Render every line of the records below as a Markdown table with two columns, Row for the row number and Line for the line itself. Leave out any blank lines.
--- Start of Data extract ---
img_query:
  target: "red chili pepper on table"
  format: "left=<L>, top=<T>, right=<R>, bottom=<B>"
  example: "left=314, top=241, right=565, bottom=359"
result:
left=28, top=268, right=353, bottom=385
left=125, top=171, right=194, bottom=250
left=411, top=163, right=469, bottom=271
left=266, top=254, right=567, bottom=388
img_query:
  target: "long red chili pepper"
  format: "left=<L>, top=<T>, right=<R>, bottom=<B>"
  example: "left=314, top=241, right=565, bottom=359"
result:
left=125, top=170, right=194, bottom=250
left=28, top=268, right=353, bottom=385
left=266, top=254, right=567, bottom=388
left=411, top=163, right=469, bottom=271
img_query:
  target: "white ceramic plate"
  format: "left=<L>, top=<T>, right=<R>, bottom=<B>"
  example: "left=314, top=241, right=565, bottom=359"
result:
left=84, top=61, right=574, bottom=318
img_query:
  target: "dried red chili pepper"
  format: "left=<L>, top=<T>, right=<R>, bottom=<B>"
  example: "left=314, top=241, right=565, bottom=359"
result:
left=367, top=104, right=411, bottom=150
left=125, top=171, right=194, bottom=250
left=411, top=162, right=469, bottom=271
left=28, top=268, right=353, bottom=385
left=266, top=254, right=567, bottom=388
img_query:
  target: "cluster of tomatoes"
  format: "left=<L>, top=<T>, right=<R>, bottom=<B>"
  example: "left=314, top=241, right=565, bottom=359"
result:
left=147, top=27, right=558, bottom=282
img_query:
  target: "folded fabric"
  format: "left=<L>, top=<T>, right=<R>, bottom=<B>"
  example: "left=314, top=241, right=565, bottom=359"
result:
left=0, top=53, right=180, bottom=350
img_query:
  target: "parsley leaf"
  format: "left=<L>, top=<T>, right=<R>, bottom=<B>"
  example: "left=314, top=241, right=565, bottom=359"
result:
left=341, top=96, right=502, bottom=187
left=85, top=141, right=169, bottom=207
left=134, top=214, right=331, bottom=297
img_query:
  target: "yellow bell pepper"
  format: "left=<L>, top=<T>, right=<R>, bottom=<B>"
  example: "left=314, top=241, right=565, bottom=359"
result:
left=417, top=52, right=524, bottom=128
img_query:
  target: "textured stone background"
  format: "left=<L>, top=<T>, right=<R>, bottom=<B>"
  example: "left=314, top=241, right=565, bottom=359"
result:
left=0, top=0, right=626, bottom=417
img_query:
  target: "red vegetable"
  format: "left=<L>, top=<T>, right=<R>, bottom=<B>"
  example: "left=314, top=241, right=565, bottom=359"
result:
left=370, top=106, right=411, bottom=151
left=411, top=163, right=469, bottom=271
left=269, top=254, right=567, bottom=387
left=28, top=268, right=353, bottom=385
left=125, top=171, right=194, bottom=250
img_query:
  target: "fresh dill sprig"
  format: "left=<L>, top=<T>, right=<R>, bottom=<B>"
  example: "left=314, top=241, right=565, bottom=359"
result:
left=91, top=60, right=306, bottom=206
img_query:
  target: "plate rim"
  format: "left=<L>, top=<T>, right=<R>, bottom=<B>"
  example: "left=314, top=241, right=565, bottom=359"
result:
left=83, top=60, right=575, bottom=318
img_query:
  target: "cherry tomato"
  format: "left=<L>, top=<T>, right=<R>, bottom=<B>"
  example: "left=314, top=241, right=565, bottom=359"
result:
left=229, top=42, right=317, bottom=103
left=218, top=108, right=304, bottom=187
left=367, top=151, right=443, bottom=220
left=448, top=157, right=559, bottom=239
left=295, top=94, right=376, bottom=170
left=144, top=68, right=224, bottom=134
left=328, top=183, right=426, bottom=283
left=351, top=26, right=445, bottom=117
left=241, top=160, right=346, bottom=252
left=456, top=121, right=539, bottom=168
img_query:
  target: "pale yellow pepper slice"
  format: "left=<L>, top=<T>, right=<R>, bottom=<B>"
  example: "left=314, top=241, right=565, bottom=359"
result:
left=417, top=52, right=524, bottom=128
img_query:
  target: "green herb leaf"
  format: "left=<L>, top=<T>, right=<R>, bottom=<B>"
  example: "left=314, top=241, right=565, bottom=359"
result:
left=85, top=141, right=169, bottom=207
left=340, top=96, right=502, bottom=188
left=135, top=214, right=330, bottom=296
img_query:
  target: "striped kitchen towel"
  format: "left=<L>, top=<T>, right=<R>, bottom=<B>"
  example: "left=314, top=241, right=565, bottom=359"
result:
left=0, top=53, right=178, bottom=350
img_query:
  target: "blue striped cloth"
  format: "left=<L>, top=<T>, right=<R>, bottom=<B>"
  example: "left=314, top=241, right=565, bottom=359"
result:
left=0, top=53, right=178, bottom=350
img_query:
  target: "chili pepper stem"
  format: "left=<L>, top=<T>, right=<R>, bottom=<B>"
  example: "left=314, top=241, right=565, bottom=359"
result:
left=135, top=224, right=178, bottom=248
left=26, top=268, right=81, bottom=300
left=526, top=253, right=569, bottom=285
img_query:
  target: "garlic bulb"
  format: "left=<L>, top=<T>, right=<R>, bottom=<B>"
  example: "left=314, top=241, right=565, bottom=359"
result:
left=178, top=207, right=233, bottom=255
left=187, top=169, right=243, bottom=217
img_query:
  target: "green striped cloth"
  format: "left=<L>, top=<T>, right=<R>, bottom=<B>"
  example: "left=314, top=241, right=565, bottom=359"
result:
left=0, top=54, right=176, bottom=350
--- End of Data extract ---
**Written answer**
| Row | Line |
|---|---|
| 1 | img_query: |
| 2 |   target: "red chili pepper on table" |
| 3 |   format: "left=<L>, top=<T>, right=<R>, bottom=<B>" |
| 4 |   example: "left=314, top=241, right=565, bottom=359" |
| 5 | result: |
| 6 | left=28, top=268, right=353, bottom=385 |
| 7 | left=125, top=171, right=194, bottom=250 |
| 8 | left=411, top=163, right=469, bottom=271 |
| 9 | left=266, top=254, right=567, bottom=388 |
| 10 | img_query: |
| 11 |   target: "long red chili pepper" |
| 12 |   format: "left=<L>, top=<T>, right=<R>, bottom=<B>" |
| 13 |   example: "left=314, top=241, right=565, bottom=359" |
| 14 | result: |
| 15 | left=125, top=170, right=194, bottom=250 |
| 16 | left=28, top=268, right=353, bottom=385 |
| 17 | left=266, top=254, right=567, bottom=388 |
| 18 | left=411, top=163, right=469, bottom=271 |
| 19 | img_query: |
| 20 |   target: "white ceramic plate" |
| 21 |   format: "left=<L>, top=<T>, right=<R>, bottom=<B>" |
| 22 |   example: "left=314, top=241, right=565, bottom=359" |
| 23 | result: |
| 24 | left=84, top=61, right=574, bottom=318 |
| 25 | img_query: |
| 26 |   target: "dried red chili pepper" |
| 27 |   format: "left=<L>, top=<T>, right=<R>, bottom=<B>" |
| 28 |   example: "left=314, top=241, right=565, bottom=359" |
| 29 | result: |
| 30 | left=367, top=104, right=411, bottom=150 |
| 31 | left=125, top=171, right=194, bottom=250 |
| 32 | left=411, top=162, right=469, bottom=271 |
| 33 | left=28, top=268, right=353, bottom=385 |
| 34 | left=266, top=254, right=567, bottom=388 |
| 35 | img_query: |
| 36 |   target: "cluster of tomatoes" |
| 37 |   format: "left=<L>, top=<T>, right=<R>, bottom=<B>" |
| 38 |   example: "left=314, top=241, right=565, bottom=359" |
| 39 | result: |
| 40 | left=147, top=27, right=558, bottom=282 |
| 41 | img_query: |
| 42 |   target: "folded fabric" |
| 43 |   format: "left=<L>, top=<T>, right=<R>, bottom=<B>" |
| 44 |   example: "left=314, top=241, right=565, bottom=359" |
| 45 | result: |
| 46 | left=0, top=53, right=180, bottom=350 |
| 47 | img_query: |
| 48 |   target: "parsley leaf" |
| 49 |   format: "left=<L>, top=<T>, right=<R>, bottom=<B>" |
| 50 |   example: "left=314, top=241, right=565, bottom=359" |
| 51 | result: |
| 52 | left=341, top=96, right=502, bottom=187 |
| 53 | left=85, top=141, right=169, bottom=207 |
| 54 | left=134, top=214, right=331, bottom=297 |
| 55 | img_query: |
| 56 |   target: "yellow bell pepper" |
| 57 |   format: "left=<L>, top=<T>, right=<R>, bottom=<B>" |
| 58 |   example: "left=314, top=241, right=565, bottom=359" |
| 59 | result: |
| 60 | left=417, top=52, right=524, bottom=128 |
| 61 | img_query: |
| 62 |   target: "textured stone background" |
| 63 |   format: "left=<L>, top=<T>, right=<R>, bottom=<B>" |
| 64 |   example: "left=314, top=241, right=565, bottom=359" |
| 65 | result: |
| 66 | left=0, top=0, right=626, bottom=417 |
| 67 | img_query: |
| 68 |   target: "red vegetable" |
| 69 |   format: "left=<L>, top=<T>, right=<R>, bottom=<B>" |
| 70 |   example: "left=314, top=241, right=565, bottom=359" |
| 71 | result: |
| 72 | left=370, top=106, right=411, bottom=151 |
| 73 | left=411, top=163, right=469, bottom=271 |
| 74 | left=269, top=254, right=567, bottom=387 |
| 75 | left=28, top=268, right=353, bottom=385 |
| 76 | left=125, top=171, right=194, bottom=250 |
| 77 | img_query: |
| 78 |   target: "fresh dill sprig" |
| 79 |   format: "left=<L>, top=<T>, right=<R>, bottom=<B>" |
| 80 |   example: "left=314, top=241, right=565, bottom=359" |
| 81 | result: |
| 82 | left=91, top=60, right=306, bottom=206 |
| 83 | img_query: |
| 84 |   target: "plate rim" |
| 85 |   format: "left=<L>, top=<T>, right=<R>, bottom=<B>" |
| 86 |   example: "left=314, top=241, right=565, bottom=359" |
| 87 | result: |
| 88 | left=83, top=60, right=575, bottom=318 |
| 89 | img_query: |
| 90 |   target: "cherry tomato" |
| 91 |   format: "left=<L>, top=<T>, right=<R>, bottom=<B>" |
| 92 |   example: "left=314, top=241, right=565, bottom=359" |
| 93 | result: |
| 94 | left=229, top=42, right=317, bottom=103 |
| 95 | left=218, top=108, right=304, bottom=187 |
| 96 | left=367, top=151, right=443, bottom=220 |
| 97 | left=448, top=157, right=559, bottom=239 |
| 98 | left=295, top=94, right=376, bottom=170 |
| 99 | left=144, top=68, right=224, bottom=134 |
| 100 | left=328, top=183, right=426, bottom=283 |
| 101 | left=351, top=26, right=445, bottom=117 |
| 102 | left=241, top=160, right=346, bottom=252 |
| 103 | left=456, top=121, right=539, bottom=168 |
| 104 | img_query: |
| 105 |   target: "pale yellow pepper slice" |
| 106 |   format: "left=<L>, top=<T>, right=<R>, bottom=<B>" |
| 107 |   example: "left=314, top=241, right=565, bottom=359" |
| 108 | result: |
| 109 | left=417, top=52, right=524, bottom=128 |
| 110 | img_query: |
| 111 |   target: "green herb leaf" |
| 112 |   format: "left=<L>, top=<T>, right=<R>, bottom=<B>" |
| 113 |   example: "left=314, top=241, right=565, bottom=359" |
| 114 | result: |
| 115 | left=85, top=141, right=169, bottom=207 |
| 116 | left=340, top=96, right=502, bottom=188 |
| 117 | left=135, top=214, right=330, bottom=296 |
| 118 | img_query: |
| 119 |   target: "striped kitchen towel" |
| 120 |   format: "left=<L>, top=<T>, right=<R>, bottom=<B>" |
| 121 |   example: "left=314, top=241, right=565, bottom=359" |
| 122 | result: |
| 123 | left=0, top=53, right=178, bottom=350 |
| 124 | img_query: |
| 125 |   target: "blue striped cloth" |
| 126 |   format: "left=<L>, top=<T>, right=<R>, bottom=<B>" |
| 127 |   example: "left=314, top=241, right=565, bottom=359" |
| 128 | result: |
| 129 | left=0, top=53, right=178, bottom=350 |
| 130 | img_query: |
| 131 |   target: "chili pepper stem" |
| 132 |   format: "left=<L>, top=<T>, right=<R>, bottom=<B>" |
| 133 |   example: "left=314, top=241, right=565, bottom=359" |
| 134 | result: |
| 135 | left=135, top=224, right=178, bottom=248 |
| 136 | left=26, top=268, right=81, bottom=300 |
| 137 | left=526, top=253, right=569, bottom=285 |
| 138 | img_query: |
| 139 |   target: "garlic bulb" |
| 140 |   format: "left=<L>, top=<T>, right=<R>, bottom=<B>" |
| 141 |   example: "left=314, top=241, right=565, bottom=359" |
| 142 | result: |
| 143 | left=178, top=207, right=233, bottom=255 |
| 144 | left=187, top=169, right=243, bottom=217 |
| 145 | img_query: |
| 146 |   target: "green striped cloth" |
| 147 |   format: "left=<L>, top=<T>, right=<R>, bottom=<B>" |
| 148 |   example: "left=314, top=241, right=565, bottom=359" |
| 149 | result: |
| 150 | left=0, top=54, right=176, bottom=350 |